Collected data

####

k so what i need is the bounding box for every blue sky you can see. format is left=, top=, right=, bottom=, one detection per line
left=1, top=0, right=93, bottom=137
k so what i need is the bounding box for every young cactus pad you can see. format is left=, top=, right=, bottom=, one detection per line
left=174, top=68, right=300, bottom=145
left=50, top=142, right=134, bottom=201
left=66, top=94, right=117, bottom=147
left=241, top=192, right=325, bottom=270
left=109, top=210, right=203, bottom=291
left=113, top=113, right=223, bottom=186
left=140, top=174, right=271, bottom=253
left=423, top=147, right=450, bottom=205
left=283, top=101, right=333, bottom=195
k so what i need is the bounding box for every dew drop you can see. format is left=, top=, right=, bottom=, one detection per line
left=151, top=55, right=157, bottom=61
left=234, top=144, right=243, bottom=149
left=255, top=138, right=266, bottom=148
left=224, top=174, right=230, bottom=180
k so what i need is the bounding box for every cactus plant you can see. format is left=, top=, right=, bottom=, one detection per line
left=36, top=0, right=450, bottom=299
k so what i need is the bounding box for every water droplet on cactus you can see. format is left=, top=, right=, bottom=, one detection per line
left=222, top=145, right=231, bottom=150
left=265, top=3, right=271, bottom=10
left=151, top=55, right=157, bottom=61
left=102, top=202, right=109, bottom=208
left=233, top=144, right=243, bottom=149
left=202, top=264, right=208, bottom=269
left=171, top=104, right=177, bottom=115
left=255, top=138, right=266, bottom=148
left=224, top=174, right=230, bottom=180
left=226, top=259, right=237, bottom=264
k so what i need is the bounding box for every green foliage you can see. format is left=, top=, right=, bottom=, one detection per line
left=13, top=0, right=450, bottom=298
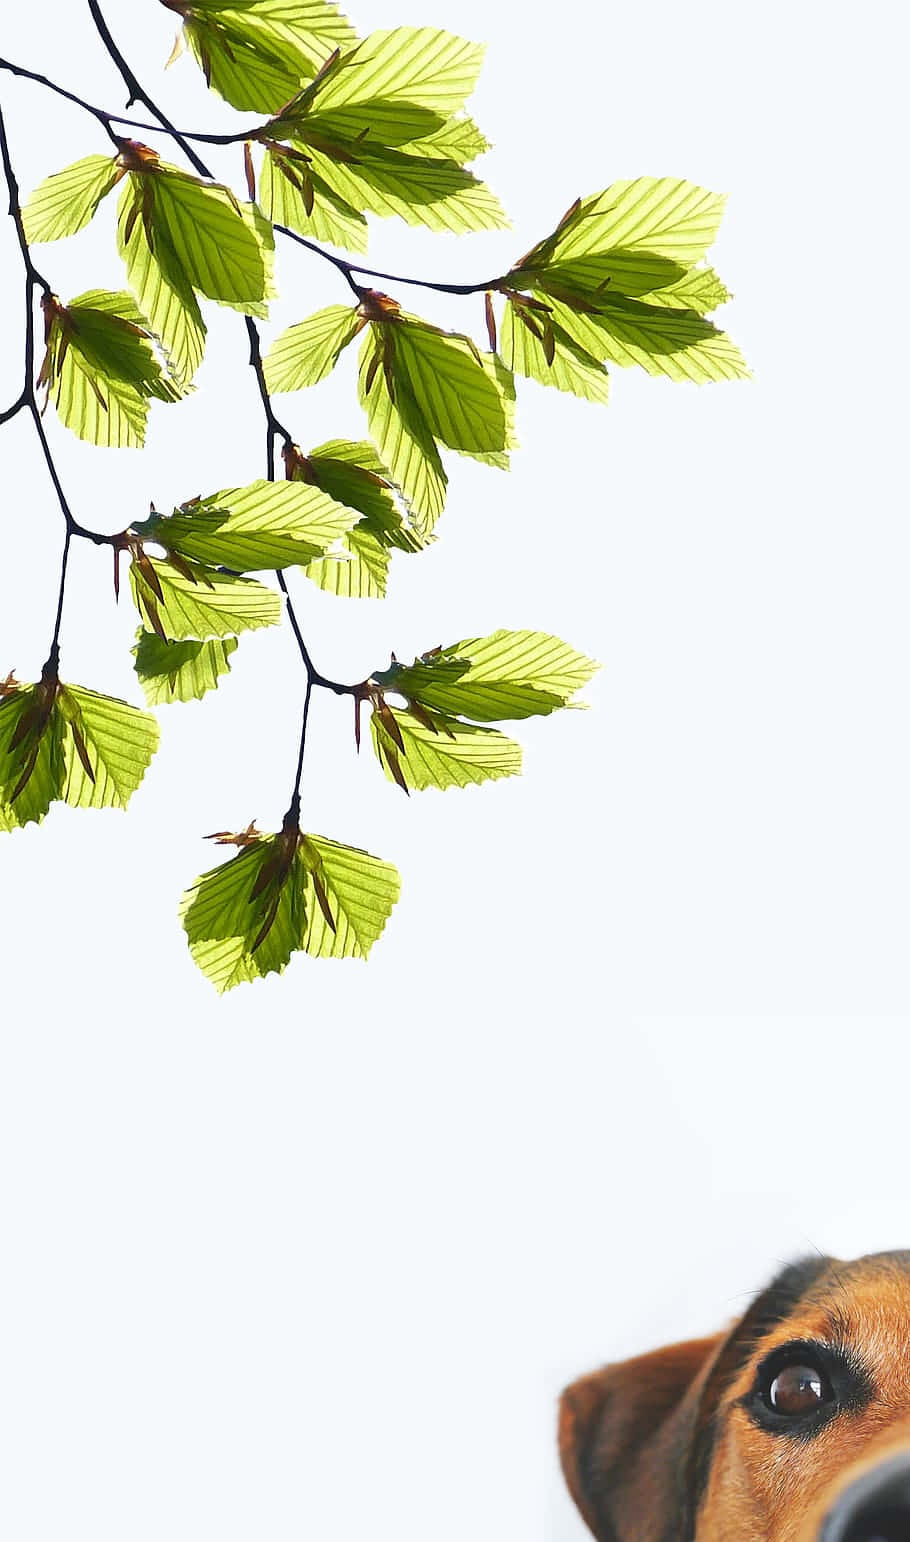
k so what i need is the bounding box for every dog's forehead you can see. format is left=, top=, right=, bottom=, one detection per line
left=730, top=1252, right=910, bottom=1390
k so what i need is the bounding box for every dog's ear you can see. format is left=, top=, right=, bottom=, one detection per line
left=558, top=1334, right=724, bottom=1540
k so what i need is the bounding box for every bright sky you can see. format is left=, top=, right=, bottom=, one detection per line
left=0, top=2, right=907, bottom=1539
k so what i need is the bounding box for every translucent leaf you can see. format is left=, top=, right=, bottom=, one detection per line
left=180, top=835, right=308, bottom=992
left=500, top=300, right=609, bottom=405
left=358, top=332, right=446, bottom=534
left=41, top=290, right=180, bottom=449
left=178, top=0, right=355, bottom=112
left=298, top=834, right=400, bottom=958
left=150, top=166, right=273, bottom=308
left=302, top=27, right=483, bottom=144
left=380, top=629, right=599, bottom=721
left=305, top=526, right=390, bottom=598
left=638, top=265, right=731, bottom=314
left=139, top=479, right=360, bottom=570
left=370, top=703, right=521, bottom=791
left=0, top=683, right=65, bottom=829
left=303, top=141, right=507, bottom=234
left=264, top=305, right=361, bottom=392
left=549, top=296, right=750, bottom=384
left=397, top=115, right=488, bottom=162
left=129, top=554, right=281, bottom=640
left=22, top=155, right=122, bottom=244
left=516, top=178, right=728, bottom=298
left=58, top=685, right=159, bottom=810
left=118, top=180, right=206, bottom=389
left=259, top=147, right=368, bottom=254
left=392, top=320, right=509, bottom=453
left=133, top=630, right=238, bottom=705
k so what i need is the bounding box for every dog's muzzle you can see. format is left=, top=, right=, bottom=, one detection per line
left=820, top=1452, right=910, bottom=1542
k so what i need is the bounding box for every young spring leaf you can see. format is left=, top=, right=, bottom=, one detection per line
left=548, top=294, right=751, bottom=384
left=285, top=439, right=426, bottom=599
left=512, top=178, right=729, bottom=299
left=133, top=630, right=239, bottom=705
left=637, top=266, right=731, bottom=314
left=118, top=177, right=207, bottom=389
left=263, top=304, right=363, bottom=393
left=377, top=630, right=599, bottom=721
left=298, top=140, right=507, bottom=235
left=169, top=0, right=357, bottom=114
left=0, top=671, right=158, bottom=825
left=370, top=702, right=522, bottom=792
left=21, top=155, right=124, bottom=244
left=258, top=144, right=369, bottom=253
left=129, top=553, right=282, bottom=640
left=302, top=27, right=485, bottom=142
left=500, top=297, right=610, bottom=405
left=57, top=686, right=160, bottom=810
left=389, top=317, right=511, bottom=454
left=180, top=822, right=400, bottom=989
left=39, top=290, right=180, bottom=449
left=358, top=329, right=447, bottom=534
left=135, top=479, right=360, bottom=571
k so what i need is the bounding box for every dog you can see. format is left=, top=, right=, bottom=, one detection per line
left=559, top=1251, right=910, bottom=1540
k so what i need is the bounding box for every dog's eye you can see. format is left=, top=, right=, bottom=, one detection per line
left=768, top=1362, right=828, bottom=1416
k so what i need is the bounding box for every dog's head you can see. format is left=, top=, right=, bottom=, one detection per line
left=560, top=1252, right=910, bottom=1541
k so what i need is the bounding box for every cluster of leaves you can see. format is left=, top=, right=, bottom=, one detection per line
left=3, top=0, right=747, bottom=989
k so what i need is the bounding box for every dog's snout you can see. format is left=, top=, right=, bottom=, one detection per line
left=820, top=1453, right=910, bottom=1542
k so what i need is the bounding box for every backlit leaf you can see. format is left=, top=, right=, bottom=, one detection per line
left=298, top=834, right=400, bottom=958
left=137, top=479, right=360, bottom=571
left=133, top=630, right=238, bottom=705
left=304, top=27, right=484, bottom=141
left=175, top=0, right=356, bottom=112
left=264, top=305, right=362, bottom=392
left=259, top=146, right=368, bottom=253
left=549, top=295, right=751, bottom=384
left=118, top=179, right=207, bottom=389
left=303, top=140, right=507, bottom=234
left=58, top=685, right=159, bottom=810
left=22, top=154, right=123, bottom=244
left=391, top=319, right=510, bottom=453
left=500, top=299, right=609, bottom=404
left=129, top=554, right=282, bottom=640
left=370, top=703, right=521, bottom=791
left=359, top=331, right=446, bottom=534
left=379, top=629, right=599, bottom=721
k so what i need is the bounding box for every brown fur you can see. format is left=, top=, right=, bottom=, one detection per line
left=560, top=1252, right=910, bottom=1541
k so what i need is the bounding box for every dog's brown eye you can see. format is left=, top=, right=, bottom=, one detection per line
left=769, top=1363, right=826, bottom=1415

####

#### [What this task involves]
Without the images, output all the entries exactly as they stand.

#### [Answer below]
k so what i need is the bounding box for every blue sky you can see. format is left=, top=, right=, bottom=, one detection per line
left=1, top=0, right=93, bottom=137
k so what i need is the bounding box for every young cactus pad you can see. format is left=, top=, right=, bottom=, one detection per line
left=174, top=68, right=300, bottom=145
left=50, top=142, right=134, bottom=201
left=66, top=94, right=117, bottom=147
left=241, top=192, right=325, bottom=270
left=109, top=210, right=203, bottom=291
left=113, top=113, right=223, bottom=186
left=140, top=174, right=271, bottom=253
left=423, top=147, right=450, bottom=205
left=283, top=101, right=333, bottom=195
k so what i need is the bounding box for every dew drop you can see. format is left=, top=, right=, bottom=, one detection per line
left=151, top=55, right=157, bottom=61
left=234, top=144, right=243, bottom=149
left=255, top=138, right=266, bottom=148
left=224, top=174, right=230, bottom=180
k so what i need is the bounding box for every cactus plant you can see. format is left=, top=, right=, bottom=, one detection per line
left=36, top=0, right=450, bottom=299
k so what i need is the bounding box for every water droplet on cactus you can see. format is left=, top=, right=, bottom=, one detection per line
left=222, top=145, right=231, bottom=150
left=265, top=3, right=271, bottom=10
left=151, top=55, right=157, bottom=61
left=102, top=202, right=109, bottom=208
left=233, top=144, right=243, bottom=149
left=202, top=264, right=208, bottom=269
left=171, top=104, right=177, bottom=115
left=255, top=138, right=266, bottom=148
left=224, top=174, right=230, bottom=180
left=226, top=259, right=237, bottom=264
k so what i need is the bounding box for every green foliage you can see. format is left=, top=, right=, bottom=, one detection per line
left=13, top=0, right=450, bottom=298
k so what i need is the bounding box for every dog's forehead you can see. format is left=, top=, right=, bottom=, one detection per line
left=730, top=1252, right=910, bottom=1390
k so what i need is the bounding box for every dog's ear you can see. format is left=, top=, right=, bottom=, one detection per line
left=558, top=1334, right=724, bottom=1540
k so what i need is the bounding box for every bright sky you can see. format is left=, top=, right=, bottom=, one detection per line
left=0, top=2, right=907, bottom=1539
k so what i need is the bounding box for every translucent leaf you can see. format is left=, top=, right=, bottom=, one detection per line
left=180, top=835, right=308, bottom=992
left=500, top=300, right=609, bottom=405
left=358, top=332, right=446, bottom=534
left=41, top=290, right=180, bottom=449
left=178, top=0, right=355, bottom=112
left=298, top=834, right=400, bottom=958
left=150, top=166, right=273, bottom=308
left=302, top=27, right=483, bottom=144
left=380, top=629, right=599, bottom=721
left=305, top=526, right=390, bottom=598
left=638, top=265, right=731, bottom=314
left=139, top=479, right=360, bottom=570
left=370, top=703, right=521, bottom=791
left=0, top=683, right=65, bottom=829
left=303, top=141, right=507, bottom=234
left=264, top=305, right=361, bottom=392
left=549, top=296, right=750, bottom=384
left=397, top=115, right=488, bottom=162
left=129, top=554, right=281, bottom=640
left=22, top=155, right=122, bottom=244
left=516, top=178, right=728, bottom=298
left=58, top=685, right=159, bottom=810
left=118, top=180, right=206, bottom=389
left=259, top=147, right=368, bottom=254
left=392, top=320, right=509, bottom=453
left=133, top=630, right=238, bottom=705
k so what i need is the bounding box for every dog's muzzle you can see. format is left=, top=, right=, bottom=, one detection per line
left=820, top=1452, right=910, bottom=1542
k so what i need is the bounding box for every young spring leaf you can see. format is left=, top=, right=, bottom=, one detection per line
left=548, top=294, right=751, bottom=384
left=285, top=439, right=426, bottom=599
left=512, top=178, right=729, bottom=299
left=133, top=630, right=239, bottom=705
left=637, top=266, right=731, bottom=314
left=118, top=177, right=207, bottom=389
left=263, top=304, right=363, bottom=393
left=377, top=630, right=599, bottom=721
left=298, top=140, right=507, bottom=235
left=169, top=0, right=357, bottom=114
left=0, top=671, right=158, bottom=825
left=370, top=702, right=522, bottom=792
left=21, top=155, right=124, bottom=244
left=258, top=144, right=369, bottom=253
left=129, top=553, right=282, bottom=640
left=302, top=27, right=485, bottom=142
left=500, top=297, right=610, bottom=405
left=57, top=686, right=160, bottom=810
left=389, top=317, right=511, bottom=454
left=180, top=822, right=400, bottom=989
left=39, top=290, right=180, bottom=449
left=358, top=329, right=447, bottom=534
left=135, top=479, right=360, bottom=571
k so what i need is the bounding box for every dog you can see. format is left=, top=, right=, bottom=, one detection per line
left=559, top=1251, right=910, bottom=1540
k so what i need is the bounding box for every dog's eye you can see. format is left=, top=, right=, bottom=, one detection per line
left=768, top=1362, right=828, bottom=1416
k so what i need is the bounding box for every dog's head you can see. format is left=, top=, right=, bottom=, one detection per line
left=560, top=1252, right=910, bottom=1541
k so what i need is the bounding box for every cluster of leaves you can see. format is left=, top=, right=, bottom=, one detection per line
left=3, top=0, right=747, bottom=989
k so what i need is the bounding box for every dog's snout you can see. format is left=, top=, right=, bottom=, one detection per line
left=820, top=1453, right=910, bottom=1542
k so what i need is the bounding box for every backlit leaf you can see. format is left=, top=, right=, bottom=, one detection per line
left=298, top=834, right=400, bottom=958
left=137, top=479, right=360, bottom=571
left=133, top=630, right=238, bottom=705
left=304, top=27, right=484, bottom=141
left=175, top=0, right=356, bottom=112
left=264, top=305, right=362, bottom=392
left=259, top=146, right=368, bottom=253
left=549, top=295, right=751, bottom=384
left=118, top=179, right=207, bottom=389
left=303, top=140, right=507, bottom=234
left=58, top=685, right=159, bottom=810
left=22, top=154, right=123, bottom=244
left=391, top=319, right=510, bottom=453
left=500, top=299, right=609, bottom=404
left=129, top=554, right=282, bottom=640
left=370, top=703, right=521, bottom=791
left=359, top=331, right=446, bottom=534
left=379, top=629, right=599, bottom=721
k so what i need is the bounding box for every brown fur you can see. format is left=, top=, right=, bottom=, one detection per line
left=560, top=1252, right=910, bottom=1541
k so what i need is the bounding box for every dog's brown eye you can see. format is left=, top=, right=, bottom=, one detection per line
left=769, top=1363, right=826, bottom=1415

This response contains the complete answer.